**Task statement**
Recast the listing, from its first line through the line that contains "659H12L18 668L4 679L3", as a Markdown table with the columns No. and Line. Give each line its own numbered row, skip blank lines, and omit the pictures.

**Extracted material**
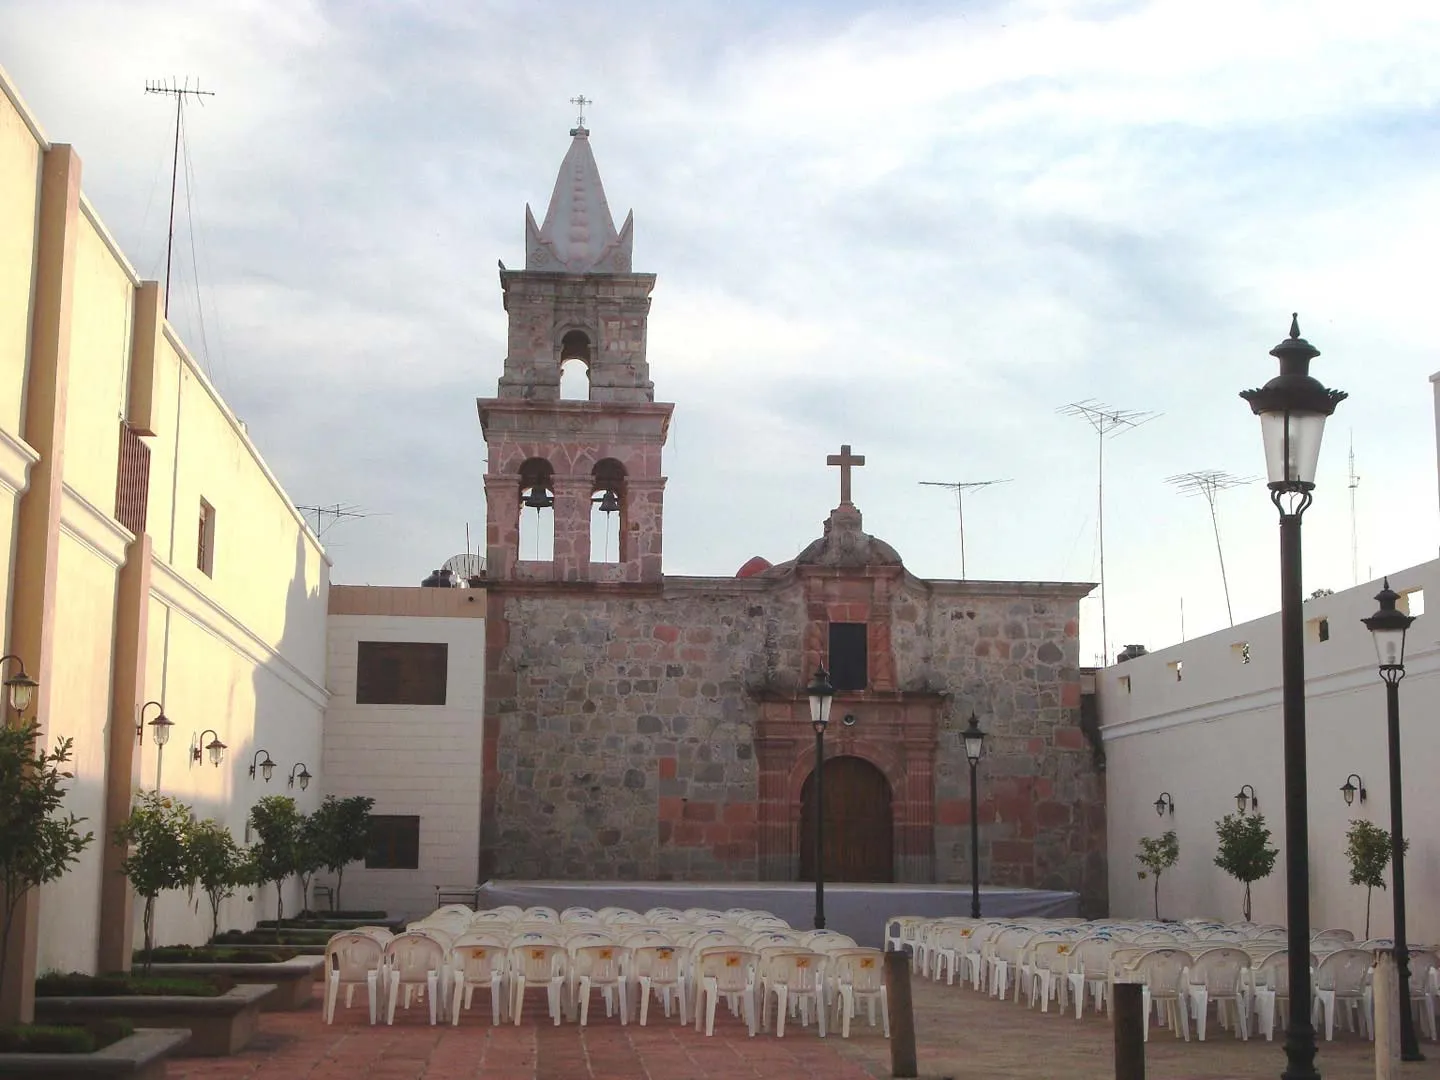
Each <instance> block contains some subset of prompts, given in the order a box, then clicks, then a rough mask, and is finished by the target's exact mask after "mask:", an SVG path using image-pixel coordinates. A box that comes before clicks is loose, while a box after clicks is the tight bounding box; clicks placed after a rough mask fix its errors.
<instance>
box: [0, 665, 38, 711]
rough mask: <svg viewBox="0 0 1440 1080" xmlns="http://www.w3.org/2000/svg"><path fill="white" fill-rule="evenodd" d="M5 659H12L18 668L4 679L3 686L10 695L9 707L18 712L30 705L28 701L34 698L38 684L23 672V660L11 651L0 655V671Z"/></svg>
mask: <svg viewBox="0 0 1440 1080" xmlns="http://www.w3.org/2000/svg"><path fill="white" fill-rule="evenodd" d="M7 660H13V661H14V662H16V667H19V668H20V670H19V671H16V672H14V674H13V675H10V678H7V680H6V681H4V688H6V691H7V693H9V696H10V708H13V710H14V711H16V713H17V714H20V713H24V710H26V708H29V707H30V701H33V700H35V690H36V687H39V685H40V684H39V683H36V681H35V680H33V678H30V677H29V675H27V674H24V661H23V660H20V658H19V657H17V655H16V654H13V652H7V654H6V655H3V657H0V671H3V670H4V664H6V661H7Z"/></svg>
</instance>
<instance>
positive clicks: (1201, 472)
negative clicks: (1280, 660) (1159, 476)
mask: <svg viewBox="0 0 1440 1080" xmlns="http://www.w3.org/2000/svg"><path fill="white" fill-rule="evenodd" d="M1256 480H1257V477H1236V475H1231V474H1230V472H1221V471H1220V469H1200V471H1198V472H1178V474H1175V475H1174V477H1166V478H1165V482H1166V484H1169V485H1171V487H1174V488H1175V490H1176V491H1179V492H1181V494H1182V495H1204V497H1205V503H1208V504H1210V524H1211V527H1212V528H1214V530H1215V554H1217V556H1220V585H1221V586H1223V588H1224V590H1225V615H1228V616H1230V625H1231V626H1234V625H1236V613H1234V611H1231V608H1230V580H1228V579H1227V577H1225V552H1224V549H1221V546H1220V517H1218V516H1217V514H1215V495H1218V494H1220V492H1221V491H1228V490H1230V488H1238V487H1243V485H1246V484H1254V482H1256ZM1181 603H1182V605H1184V600H1182V602H1181ZM1184 611H1185V609H1184V606H1181V639H1184V638H1185V631H1184V626H1185V615H1184Z"/></svg>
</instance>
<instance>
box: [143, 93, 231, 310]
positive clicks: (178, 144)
mask: <svg viewBox="0 0 1440 1080" xmlns="http://www.w3.org/2000/svg"><path fill="white" fill-rule="evenodd" d="M145 94H168V95H171V96H173V98H174V99H176V148H174V156H173V157H171V160H170V232H168V235H167V236H166V312H164V314H166V318H170V252H171V249H173V248H174V242H176V176H177V173H179V171H180V131H181V128H183V127H184V121H183V114H184V99H186V98H187V96H189V98H194V99H196V101H197V102H200V104H202V105H203V104H204V99H206V98H213V96H215V91H203V89H200V81H199V79H196V84H194V88H193V89H192V88H190V76H189V75H187V76H186V81H184V85H179V84H177V82H176V81H174V79H170V82H164V81H160V82H148V81H147V82H145ZM187 145H189V144H187ZM189 153H190V151H189V150H186V154H189ZM187 160H189V158H187ZM186 183H187V184H189V181H186ZM186 190H187V192H189V190H190V189H189V186H187V187H186Z"/></svg>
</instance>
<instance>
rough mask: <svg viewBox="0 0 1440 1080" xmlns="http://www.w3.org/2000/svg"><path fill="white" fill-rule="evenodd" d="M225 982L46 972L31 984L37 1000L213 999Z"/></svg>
mask: <svg viewBox="0 0 1440 1080" xmlns="http://www.w3.org/2000/svg"><path fill="white" fill-rule="evenodd" d="M232 985H233V984H232V982H230V981H229V979H222V978H217V976H192V978H180V976H166V975H137V973H130V975H121V973H117V975H82V973H81V972H50V973H49V975H42V976H40V978H37V979H36V981H35V996H37V998H154V996H180V998H217V996H220V995H222V994H225V992H226V991H228V989H230V986H232Z"/></svg>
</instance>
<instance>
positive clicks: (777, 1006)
mask: <svg viewBox="0 0 1440 1080" xmlns="http://www.w3.org/2000/svg"><path fill="white" fill-rule="evenodd" d="M824 965H825V958H824V956H822V955H821V953H818V952H809V950H789V952H782V953H779V955H776V956H772V958H769V963H768V971H766V978H765V988H763V991H762V994H763V996H765V1001H763V1002H762V1005H760V1030H762V1031H763V1030H765V1028H766V1027H769V1011H770V999H772V998H773V999H775V1037H776V1038H785V1017H786V1014H788V1012H789V1008H791V1002H792V1001H793V1002H798V1004H799V1009H801V1025H802V1027H809V1014H811V1008H812V1007H814V1009H815V1017H816V1020H818V1021H819V1037H821V1038H825V999H824V995H825V981H824Z"/></svg>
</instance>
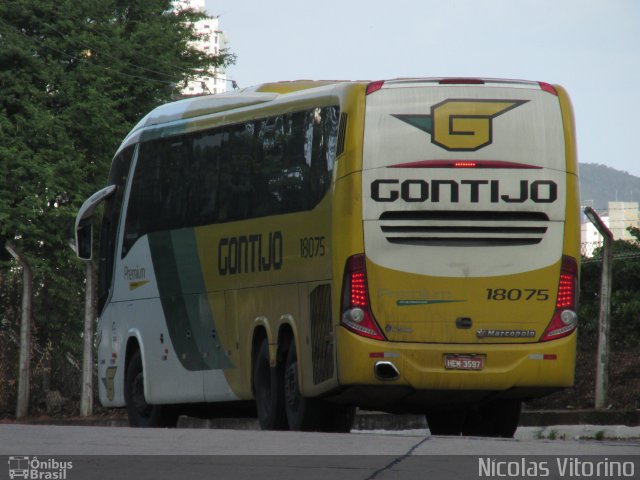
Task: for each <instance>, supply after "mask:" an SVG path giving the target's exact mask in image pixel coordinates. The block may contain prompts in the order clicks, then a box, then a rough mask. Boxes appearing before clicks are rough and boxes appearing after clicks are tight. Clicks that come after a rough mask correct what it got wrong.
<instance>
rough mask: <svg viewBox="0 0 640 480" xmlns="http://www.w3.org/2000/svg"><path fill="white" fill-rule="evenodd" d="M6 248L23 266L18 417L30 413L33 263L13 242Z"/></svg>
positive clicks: (22, 267)
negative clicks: (18, 249)
mask: <svg viewBox="0 0 640 480" xmlns="http://www.w3.org/2000/svg"><path fill="white" fill-rule="evenodd" d="M4 248H5V249H6V250H7V251H8V252H9V253H10V254H11V256H12V257H13V258H14V259H15V260H16V261H17V262H18V263H19V264H20V266H21V267H22V313H21V320H20V363H19V367H18V369H19V370H18V401H17V402H16V418H22V417H25V416H26V415H28V413H29V390H30V381H31V308H32V307H31V305H32V301H31V300H32V297H33V272H32V270H31V265H29V262H28V261H27V260H26V258H25V257H24V255H22V254H21V253H20V252H19V251H18V249H17V248H16V247H15V245H13V244H12V243H11V242H9V241H7V242H6V243H5V244H4Z"/></svg>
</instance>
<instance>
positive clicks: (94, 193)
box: [76, 185, 116, 260]
mask: <svg viewBox="0 0 640 480" xmlns="http://www.w3.org/2000/svg"><path fill="white" fill-rule="evenodd" d="M115 191H116V186H115V185H109V186H108V187H104V188H103V189H102V190H100V191H98V192H96V193H94V194H93V195H91V197H89V198H88V199H87V200H85V202H84V203H83V204H82V207H80V210H79V211H78V215H77V216H76V254H77V255H78V258H79V259H80V260H91V258H92V257H93V256H92V254H93V245H92V244H93V225H92V222H91V217H92V216H93V212H94V211H95V209H96V207H97V206H98V205H99V204H100V202H102V201H103V200H104V199H106V198H108V197H109V196H110V195H113V192H115Z"/></svg>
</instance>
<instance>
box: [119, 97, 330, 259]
mask: <svg viewBox="0 0 640 480" xmlns="http://www.w3.org/2000/svg"><path fill="white" fill-rule="evenodd" d="M338 120H339V109H338V107H324V108H314V109H311V110H305V111H301V112H293V113H286V114H282V115H277V116H272V117H267V118H263V119H259V120H255V121H250V122H246V123H241V124H237V125H232V126H228V127H223V128H217V129H212V130H208V131H204V132H197V133H195V134H190V135H183V136H177V137H171V138H164V139H157V140H151V141H148V142H145V143H143V144H141V146H140V154H139V155H138V162H137V164H136V168H135V172H134V177H133V185H132V187H131V194H130V198H129V206H128V209H127V220H126V223H125V238H124V244H123V249H122V256H123V257H124V255H126V253H127V252H128V251H129V249H130V248H131V246H132V245H133V244H134V243H135V241H136V240H137V239H138V238H140V237H141V236H143V235H145V234H148V233H152V232H157V231H164V230H173V229H178V228H184V227H194V226H198V225H207V224H213V223H223V222H231V221H238V220H245V219H249V218H257V217H264V216H268V215H280V214H286V213H293V212H299V211H305V210H310V209H312V208H314V207H315V206H316V205H317V204H318V203H319V202H320V201H321V200H322V198H324V196H325V194H326V193H327V191H328V189H329V186H330V184H331V177H332V174H333V168H334V161H335V155H336V145H337V140H338V138H337V137H338Z"/></svg>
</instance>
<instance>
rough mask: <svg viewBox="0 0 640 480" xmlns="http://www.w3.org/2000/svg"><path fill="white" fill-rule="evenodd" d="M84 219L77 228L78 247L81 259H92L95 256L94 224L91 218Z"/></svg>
mask: <svg viewBox="0 0 640 480" xmlns="http://www.w3.org/2000/svg"><path fill="white" fill-rule="evenodd" d="M87 220H88V221H82V222H80V224H79V225H78V229H77V230H76V248H77V254H78V258H79V259H80V260H91V258H92V257H93V224H92V223H91V218H88V219H87Z"/></svg>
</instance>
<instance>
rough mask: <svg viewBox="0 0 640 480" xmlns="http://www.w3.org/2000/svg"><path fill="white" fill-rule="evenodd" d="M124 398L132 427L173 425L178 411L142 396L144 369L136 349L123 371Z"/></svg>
mask: <svg viewBox="0 0 640 480" xmlns="http://www.w3.org/2000/svg"><path fill="white" fill-rule="evenodd" d="M124 398H125V402H126V404H127V413H128V416H129V425H130V426H132V427H151V428H161V427H169V428H170V427H175V426H176V425H177V424H178V413H177V412H176V410H175V409H174V408H173V407H171V406H170V405H150V404H148V403H147V400H146V399H145V396H144V371H143V368H142V355H141V354H140V350H138V351H136V352H135V353H134V354H133V356H132V357H131V359H130V360H129V365H128V366H127V371H126V373H125V385H124Z"/></svg>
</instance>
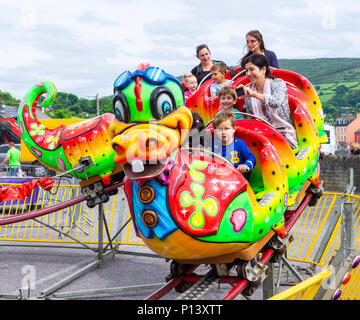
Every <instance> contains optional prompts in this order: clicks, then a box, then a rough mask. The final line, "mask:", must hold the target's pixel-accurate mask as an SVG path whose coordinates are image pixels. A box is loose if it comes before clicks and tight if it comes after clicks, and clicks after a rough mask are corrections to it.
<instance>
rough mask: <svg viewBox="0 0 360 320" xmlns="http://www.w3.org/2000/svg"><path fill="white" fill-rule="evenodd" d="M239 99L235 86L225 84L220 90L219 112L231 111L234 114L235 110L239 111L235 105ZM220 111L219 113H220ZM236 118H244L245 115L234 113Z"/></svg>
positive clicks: (238, 118)
mask: <svg viewBox="0 0 360 320" xmlns="http://www.w3.org/2000/svg"><path fill="white" fill-rule="evenodd" d="M236 100H237V95H236V91H235V88H233V87H230V86H224V87H222V88H221V89H220V91H219V104H220V107H219V110H220V111H219V113H221V112H224V111H226V112H231V113H233V114H234V112H238V111H237V110H236V109H235V108H234V106H235V103H236ZM219 113H218V114H219ZM234 117H235V119H244V117H243V116H242V115H241V114H234Z"/></svg>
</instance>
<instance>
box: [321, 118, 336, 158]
mask: <svg viewBox="0 0 360 320" xmlns="http://www.w3.org/2000/svg"><path fill="white" fill-rule="evenodd" d="M324 131H325V133H326V135H327V137H328V142H327V143H323V144H321V149H320V150H321V151H322V152H324V154H334V152H335V150H336V135H335V127H334V126H331V125H329V124H326V123H325V124H324Z"/></svg>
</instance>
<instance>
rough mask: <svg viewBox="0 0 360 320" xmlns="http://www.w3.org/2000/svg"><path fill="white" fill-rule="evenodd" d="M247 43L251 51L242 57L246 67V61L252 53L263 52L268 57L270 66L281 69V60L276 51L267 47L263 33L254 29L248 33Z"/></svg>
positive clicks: (253, 53)
mask: <svg viewBox="0 0 360 320" xmlns="http://www.w3.org/2000/svg"><path fill="white" fill-rule="evenodd" d="M246 45H247V48H248V50H249V51H248V53H247V54H246V55H245V56H244V57H243V58H242V59H241V63H240V64H241V66H242V67H244V65H243V64H244V61H245V60H246V59H247V58H248V57H249V56H251V55H252V54H262V55H265V57H266V58H267V59H268V61H269V65H270V67H273V68H277V69H279V61H278V59H277V57H276V54H275V52H273V51H270V50H267V49H265V44H264V40H263V37H262V34H261V33H260V32H259V31H258V30H252V31H249V32H248V33H247V34H246Z"/></svg>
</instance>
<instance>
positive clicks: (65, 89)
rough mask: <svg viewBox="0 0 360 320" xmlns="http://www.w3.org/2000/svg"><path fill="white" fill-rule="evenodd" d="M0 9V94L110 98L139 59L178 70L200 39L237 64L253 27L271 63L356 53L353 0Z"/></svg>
mask: <svg viewBox="0 0 360 320" xmlns="http://www.w3.org/2000/svg"><path fill="white" fill-rule="evenodd" d="M0 13H1V15H0V41H1V47H0V90H1V91H6V92H10V93H11V94H12V95H13V96H15V97H16V98H18V99H20V98H22V97H23V96H24V94H25V93H26V91H27V90H28V89H29V88H30V87H31V86H32V85H34V84H35V83H37V82H38V81H40V80H51V81H53V82H54V83H55V84H56V86H57V89H58V91H64V92H69V93H74V94H76V95H78V96H80V97H85V98H88V97H89V96H94V95H95V94H96V93H97V92H98V93H99V95H100V97H102V96H106V95H111V94H112V85H113V82H114V80H115V78H116V77H117V76H118V75H119V74H120V73H121V72H123V71H125V70H130V71H134V70H135V69H136V67H137V66H138V64H139V63H141V62H149V63H151V64H154V65H158V66H160V67H162V68H163V69H165V71H167V72H168V73H171V74H173V75H175V76H178V75H182V74H184V73H185V72H188V71H189V70H191V68H192V67H194V66H195V65H197V64H198V63H199V61H198V59H197V58H196V57H195V47H196V46H197V45H198V44H201V43H206V44H208V46H209V48H210V50H211V52H212V58H213V59H218V60H223V61H224V62H226V63H227V64H228V65H236V64H237V62H238V61H239V59H240V58H241V57H242V56H243V55H244V54H245V52H246V51H245V34H246V32H247V31H249V30H253V29H258V30H260V32H261V33H262V34H263V36H264V40H265V45H266V47H267V49H269V50H273V51H275V52H276V54H277V56H278V58H279V59H285V58H335V57H360V33H359V30H360V2H359V0H353V1H351V0H342V1H338V0H328V1H325V0H324V1H322V0H321V1H317V0H310V1H308V0H297V1H292V0H289V1H285V0H278V1H276V0H274V1H265V0H256V1H255V0H254V1H241V0H222V1H221V0H101V1H100V0H97V1H95V0H76V1H75V0H71V1H70V0H56V1H54V0H32V1H31V0H16V1H14V0H0ZM324 71H325V70H324Z"/></svg>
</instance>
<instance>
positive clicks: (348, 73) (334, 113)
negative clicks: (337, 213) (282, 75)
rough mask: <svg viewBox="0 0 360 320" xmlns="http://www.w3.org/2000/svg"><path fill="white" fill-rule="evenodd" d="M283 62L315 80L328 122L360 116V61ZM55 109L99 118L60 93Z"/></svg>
mask: <svg viewBox="0 0 360 320" xmlns="http://www.w3.org/2000/svg"><path fill="white" fill-rule="evenodd" d="M279 63H280V67H281V68H282V69H287V70H292V71H295V72H297V73H299V74H302V75H303V76H305V77H306V78H308V79H309V80H310V81H311V83H312V84H313V85H314V86H315V89H316V91H317V93H318V95H319V98H320V101H321V103H322V106H323V110H324V112H325V114H326V121H327V122H330V123H333V122H334V119H336V118H337V117H339V116H340V115H341V114H344V113H355V112H359V113H360V58H321V59H280V60H279ZM0 101H4V102H5V104H6V105H10V104H12V103H14V102H16V101H15V99H14V98H13V97H12V96H11V93H7V92H1V88H0ZM17 102H20V101H17ZM99 105H100V113H101V114H102V113H104V112H112V110H113V108H112V96H108V97H102V98H100V101H99ZM52 109H53V112H52V113H51V114H49V115H50V116H52V117H55V118H71V117H79V116H81V117H84V118H91V117H94V116H95V115H96V101H95V100H87V99H84V98H78V97H77V96H76V95H74V94H69V93H65V92H58V95H57V96H56V98H55V100H54V103H53V105H52Z"/></svg>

**Solution for this exercise**
| No. | Line |
|---|---|
| 1 | Each <instance> block contains some subset of prompts, given in the order a box, then clicks, then a rough mask, and is finished by the target's exact mask after "mask:", an SVG path using image-pixel coordinates. A box that comes before clicks is loose, while a box after clicks is the tight bounding box; clicks placed after a rough mask fix its errors. |
| 2 | <instance> |
| 3 | box: [0, 665, 38, 711] |
| 4 | rough mask: <svg viewBox="0 0 1440 1080" xmlns="http://www.w3.org/2000/svg"><path fill="white" fill-rule="evenodd" d="M5 659H12L18 668L4 679L3 686L10 695L9 707L18 712L30 705L28 701L34 698L38 684L23 672V660L11 651L0 655V671Z"/></svg> |